Write out the listing below in full and exactly, leaving out every picture.

Source data:
————

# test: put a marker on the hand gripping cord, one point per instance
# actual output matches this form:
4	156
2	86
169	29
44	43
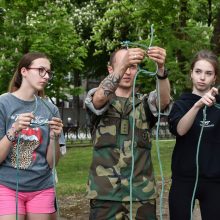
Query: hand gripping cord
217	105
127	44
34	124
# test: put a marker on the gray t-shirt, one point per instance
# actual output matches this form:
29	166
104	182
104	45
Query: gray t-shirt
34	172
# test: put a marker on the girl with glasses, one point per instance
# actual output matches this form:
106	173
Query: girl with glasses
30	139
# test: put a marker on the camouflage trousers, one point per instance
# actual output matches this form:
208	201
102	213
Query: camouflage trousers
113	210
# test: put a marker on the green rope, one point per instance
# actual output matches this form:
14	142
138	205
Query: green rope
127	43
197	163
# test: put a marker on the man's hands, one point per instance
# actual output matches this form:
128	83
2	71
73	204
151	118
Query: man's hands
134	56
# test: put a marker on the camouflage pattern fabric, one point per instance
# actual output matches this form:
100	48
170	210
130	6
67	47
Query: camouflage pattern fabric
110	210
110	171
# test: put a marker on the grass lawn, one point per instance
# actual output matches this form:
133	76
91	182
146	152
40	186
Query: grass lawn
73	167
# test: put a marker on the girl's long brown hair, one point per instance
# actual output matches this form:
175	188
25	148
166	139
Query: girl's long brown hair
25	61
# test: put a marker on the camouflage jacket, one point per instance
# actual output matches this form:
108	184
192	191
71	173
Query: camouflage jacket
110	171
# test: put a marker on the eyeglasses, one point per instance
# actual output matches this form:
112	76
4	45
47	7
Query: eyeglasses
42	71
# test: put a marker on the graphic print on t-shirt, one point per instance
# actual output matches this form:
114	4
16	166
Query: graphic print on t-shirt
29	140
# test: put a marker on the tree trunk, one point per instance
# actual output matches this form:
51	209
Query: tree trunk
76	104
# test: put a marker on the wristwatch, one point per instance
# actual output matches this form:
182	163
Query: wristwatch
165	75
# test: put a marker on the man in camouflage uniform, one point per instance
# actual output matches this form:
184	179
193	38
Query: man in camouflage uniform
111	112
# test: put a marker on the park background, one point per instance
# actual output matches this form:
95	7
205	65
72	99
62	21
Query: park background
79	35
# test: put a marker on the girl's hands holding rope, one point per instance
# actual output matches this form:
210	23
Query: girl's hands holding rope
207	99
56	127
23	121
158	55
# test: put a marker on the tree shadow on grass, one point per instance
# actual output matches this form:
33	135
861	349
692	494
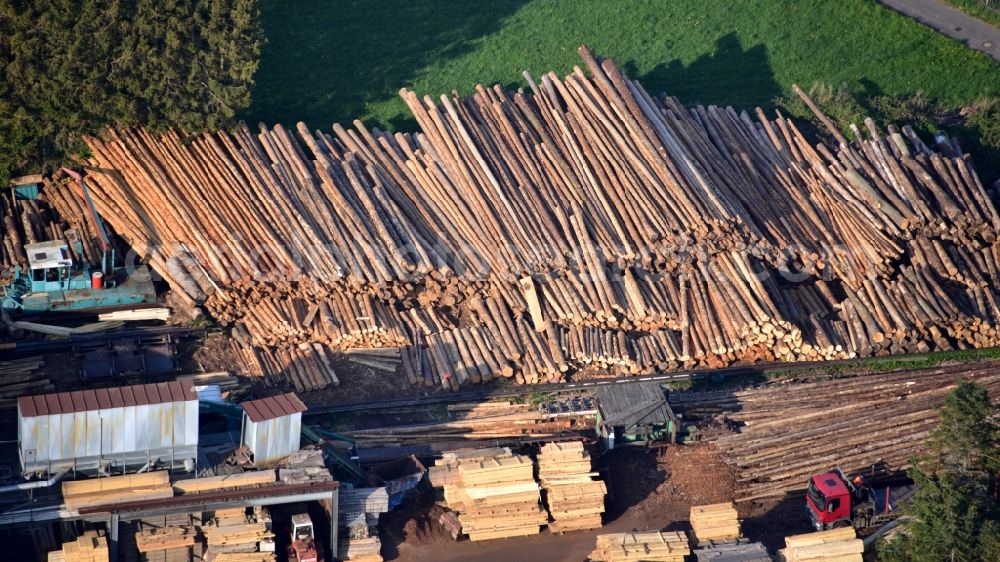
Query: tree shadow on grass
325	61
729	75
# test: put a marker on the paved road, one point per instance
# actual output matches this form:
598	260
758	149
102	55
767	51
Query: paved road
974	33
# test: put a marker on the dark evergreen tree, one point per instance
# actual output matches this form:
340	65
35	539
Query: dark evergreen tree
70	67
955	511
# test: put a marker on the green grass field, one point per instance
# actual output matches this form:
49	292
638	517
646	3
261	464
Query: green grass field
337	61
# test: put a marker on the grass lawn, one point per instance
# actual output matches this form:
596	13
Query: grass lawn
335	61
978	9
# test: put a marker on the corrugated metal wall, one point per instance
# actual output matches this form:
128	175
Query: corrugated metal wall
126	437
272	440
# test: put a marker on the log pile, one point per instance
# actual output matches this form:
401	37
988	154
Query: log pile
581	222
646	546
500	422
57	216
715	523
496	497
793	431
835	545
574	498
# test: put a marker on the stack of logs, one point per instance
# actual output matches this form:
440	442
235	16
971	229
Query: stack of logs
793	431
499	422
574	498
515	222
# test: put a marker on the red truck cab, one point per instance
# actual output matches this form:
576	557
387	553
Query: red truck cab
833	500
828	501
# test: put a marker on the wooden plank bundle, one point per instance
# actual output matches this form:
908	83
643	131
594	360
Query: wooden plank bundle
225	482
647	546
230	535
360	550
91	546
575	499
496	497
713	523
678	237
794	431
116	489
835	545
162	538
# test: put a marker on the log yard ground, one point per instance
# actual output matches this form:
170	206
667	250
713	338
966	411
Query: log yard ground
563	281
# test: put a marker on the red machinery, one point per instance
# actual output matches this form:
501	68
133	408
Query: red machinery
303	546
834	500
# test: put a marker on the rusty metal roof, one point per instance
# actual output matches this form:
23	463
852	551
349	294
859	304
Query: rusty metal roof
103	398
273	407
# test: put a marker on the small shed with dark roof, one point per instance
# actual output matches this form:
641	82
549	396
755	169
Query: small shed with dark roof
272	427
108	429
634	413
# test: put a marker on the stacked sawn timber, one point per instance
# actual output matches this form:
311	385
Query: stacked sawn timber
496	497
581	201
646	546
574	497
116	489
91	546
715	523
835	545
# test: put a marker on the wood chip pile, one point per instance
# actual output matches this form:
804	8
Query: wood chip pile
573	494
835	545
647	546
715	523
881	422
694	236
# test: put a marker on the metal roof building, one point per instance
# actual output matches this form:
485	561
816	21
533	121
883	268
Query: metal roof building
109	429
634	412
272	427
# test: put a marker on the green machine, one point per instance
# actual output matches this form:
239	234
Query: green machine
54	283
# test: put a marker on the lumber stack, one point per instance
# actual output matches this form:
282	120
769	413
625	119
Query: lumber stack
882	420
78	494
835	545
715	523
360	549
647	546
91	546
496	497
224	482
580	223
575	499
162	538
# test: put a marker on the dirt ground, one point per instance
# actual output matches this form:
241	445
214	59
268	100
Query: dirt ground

————

- **ANSWER BELOW**:
# test: put a marker on the hand gripping cord, one point per instance
# actual output matches this form:
4	156
2	86
169	29
44	43
Query: hand gripping cord
217	105
127	44
34	124
# test: put a marker on the gray t-shirt, one point per instance
# actual output matches this form:
29	166
104	182
104	45
Query: gray t-shirt
34	172
# test: put a marker on the girl with glasses, one point per instance
# actual output matches this form:
106	173
Query: girl with glasses
30	139
# test: put a marker on the camouflage trousers, one point per instance
# actual output matches this form:
208	201
102	213
Query: camouflage trousers
113	210
# test: put a marker on the green rope, one point per instance
# actual output matches this form:
14	142
138	205
Query: green rope
127	43
197	163
# test: put a marker on the man's hands, one point per instance
# actual output matches this form:
128	83
2	71
73	204
151	118
Query: man's hands
134	56
# test: put a marker on the camouflage pattern fabric, one point per instance
# actual output matches this form:
100	48
170	210
130	6
67	47
Query: camouflage pattern fabric
110	210
110	171
# test: put a marker on the grass lawn, one point per instance
# actual output matches this form:
133	76
91	182
146	152
40	186
Query: grass lawn
73	167
# test: put a marker on the girl's long brown hair, one point per instance
# actual output matches this form:
175	188
25	148
166	139
Query: girl's long brown hair
25	61
# test: put a marker on the camouflage jacket, one point per instance
# actual output matches this form:
108	184
192	191
71	173
Query: camouflage jacket
110	171
# test: put a marker on the eyeglasses, one point per instance
# actual output matches this form:
112	76
4	45
47	7
Query: eyeglasses
42	71
# test: put a marker on the graphic print on t-shirt, one point per instance
# actual output matches this form:
114	4
16	166
Query: graphic print on t-shirt
29	140
# test: put a marker on the tree trunk, one point per instance
# actual output matches this form:
51	209
Query: tree trunk
76	104
# test: put a marker on the wristwatch, one point per instance
# actual output matches this form:
182	163
Query: wristwatch
165	75
# test: put a marker on the man in camouflage uniform, one point per instance
# actual output matches this form:
184	179
193	38
Query: man in camouflage uniform
111	112
# test: put a marker on the park background, one point per instance
# actual output matches this form:
95	7
205	65
72	99
62	21
Query: park background
79	35
# test: put a marker on the girl's hands holding rope, one point per instance
# actual output matches this form:
210	23
Query: girl's hands holding rope
207	99
56	127
23	121
158	55
# test: put a marker on the tree shadow on grass, one point per instance
# actual output matches this form:
33	135
861	349
692	494
Query: tree shadow on grass
325	61
729	75
# test: put a marker on the paved road, one point per instance
# actual output matches this form:
598	260
758	149
102	55
767	51
Query: paved road
974	33
# test: put a marker on the dark evergreen tree, one point per instance
# actual output matches this form:
340	65
35	539
Query: dark evergreen tree
70	67
955	511
# test: put a marker on the green grass field, one point per instance
# actual output matches this form:
49	292
638	517
646	3
261	464
Query: green grass field
337	61
# test: put a marker on the grass lawn, one point per instance
# actual output matches this form:
596	13
Query: grass lawn
335	61
978	9
# test: put a marker on the corrugated metal wall, one point per instance
# actual output matches this form:
128	175
Query: corrugated metal wall
126	437
272	440
# test: put a marker on the log pile, one point per instance
# actual output matches this form:
401	37
988	154
Query: log pile
581	222
646	546
500	422
57	216
715	523
496	497
793	431
835	545
574	498
# test: put a marker on the stack of logs, one point per instance
# actual output matches this form:
440	442
235	16
971	229
Query: stack of logs
793	431
499	422
574	498
515	222
# test: put a marker on the red truck cab, one point per instance
# actual output matches this form:
576	557
387	553
Query: red truck cab
833	500
828	501
# test: put a marker on the wooden plank bundle, one point per instance
# actual output matches this form:
908	83
643	131
594	360
Query: wooden plank bundle
225	482
647	546
230	535
360	550
91	546
575	499
496	497
713	523
678	237
794	431
116	489
835	545
162	538
# test: put a marker on the log yard ground, one point per instance
# actual output matches this form:
170	206
667	250
713	338
966	411
Query: log yard ground
563	281
# test: put a marker on the red machinery, one point per instance
# actual output matches this form:
501	68
133	408
Query: red machinery
303	546
834	500
# test: put a marker on the rusty metal roof, one point per instance
# actual output matches this form:
23	463
852	551
349	294
859	304
Query: rusty metal roof
103	398
273	407
# test: put a marker on the small shed with dark roof, one point per instance
# actual output matches this form:
641	82
549	396
755	169
Query: small shed with dark roof
272	427
108	429
634	413
# test: put a marker on the stacked sawn timber, one point per instance
# actual output matches this form:
311	385
Query: stacked sawn timber
496	497
581	201
646	546
574	497
116	489
91	546
715	523
835	545
# test: put a marker on the wood chip pile, one point per instance
# actual output matches this form:
804	8
Query: wood chip pile
573	494
835	545
647	546
715	523
881	422
694	236
# test: put a marker on the metal roof building, one point per instance
# actual output matches this form:
485	561
816	21
533	121
883	268
Query: metal roof building
109	429
634	412
272	427
# test: put a marker on the green machine, one point per instance
# actual output matches this form:
239	234
Query: green machine
54	283
# test: put a marker on the lumber stack, one point per instance
# actual output matches this form:
282	120
769	413
625	119
Query: lumber stack
882	420
78	494
835	545
715	523
360	549
647	546
91	546
496	497
224	482
580	223
575	499
162	538
# test: put a marker on the dirt ground, one point per instance
# actual output matches this form:
241	445
214	59
268	100
Query: dirt ground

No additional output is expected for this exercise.